Fishmere End is not a village. It's an area on the map and consists of vegetable fields, the odd house and a dyke (in Lincs that's a drain, not a mound as in Holland or a levee as in the US). Before WW2 it was the kind of area where the boys were let off school in the autumn term to help with the harvest.

My mother's father was called Walter Moses and worked for a local farmer. I think he reached the rank of foreman because the 'tied cottage' he lived in was, to my young eyes, a real farmhouse, complete with barns and greenhouses. The barn was full of items which served my grandfather in his on-the-side buying and selling business. He was a short but rather fearsome man, with a thick leather belt, which he was not afraid to use on his children when they strayed from the straight and narrow.

He also drank his tea from his saucer and seemed to strain it through his moustache as he did so.

He served in the artillery in the First World War and once gave me his tin hat. Being a silly little boy, I didn't take care of it and a precious family heirloom is now lost.

He had five sons: Walt, Joe, George (known as Podge), Dick and Frank. They all went on to agricultural work and lived in villages like Wrangle, Heckington and Donington. They were all typical south Lincolnshire men, taciturn, close and hard. My first wife could hardly understand a word they said, partly because of their broad accent, partly because their pipe never left their mouth.

Their education was poor and my father would often be asked to write letters for them or fill in their tax returns. But they were no fools. When it came to money they were very shrewd. And they would have nothing to do with credit. I remember that when my grandfather retired, my father persuaded him to buy a bungalow. He accompanied him through the whole process and when the solicitor asked him about the method of payment, my grandfather produced a wad of notes from his back pocket and counted out £1,000 in notes. That was in 1964.

• [Records shown]:
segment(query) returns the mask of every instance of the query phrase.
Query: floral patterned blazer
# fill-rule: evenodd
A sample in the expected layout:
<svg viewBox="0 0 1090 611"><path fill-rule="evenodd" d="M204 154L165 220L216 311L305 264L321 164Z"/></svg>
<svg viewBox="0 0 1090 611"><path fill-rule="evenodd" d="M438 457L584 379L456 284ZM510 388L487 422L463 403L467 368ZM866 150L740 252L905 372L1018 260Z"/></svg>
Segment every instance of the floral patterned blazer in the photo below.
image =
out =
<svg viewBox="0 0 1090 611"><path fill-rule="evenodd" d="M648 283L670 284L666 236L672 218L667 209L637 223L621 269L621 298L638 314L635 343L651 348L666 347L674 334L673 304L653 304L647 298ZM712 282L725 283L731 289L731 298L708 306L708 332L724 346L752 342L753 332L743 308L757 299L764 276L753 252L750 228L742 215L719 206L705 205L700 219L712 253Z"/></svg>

• [Your tasks]:
a – Answer these from the text about Fishmere End:
(i) In which branch of the army did Walter Moses serve in the First World War?
(ii) Which of the five sons was known as Podge?
(iii) How much did the grandfather count out for the bungalow, and in what year?
b – Write out everything in the text about Fishmere End from "Fishmere End is" down to "as he did so.".

• [Task-by-task answers]:
a –
(i) The artillery.
(ii) George.
(iii) £1,000 in notes, in 1964.

b –
Fishmere End is not a village. It's an area on the map and consists of vegetable fields, the odd house and a dyke (in Lincs that's a drain, not a mound as in Holland or a levee as in the US). Before WW2 it was the kind of area where the boys were let off school in the autumn term to help with the harvest.

My mother's father was called Walter Moses and worked for a local farmer. I think he reached the rank of foreman because the 'tied cottage' he lived in was, to my young eyes, a real farmhouse, complete with barns and greenhouses. The barn was full of items which served my grandfather in his on-the-side buying and selling business. He was a short but rather fearsome man, with a thick leather belt, which he was not afraid to use on his children when they strayed from the straight and narrow.

He also drank his tea from his saucer and seemed to strain it through his moustache as he did so.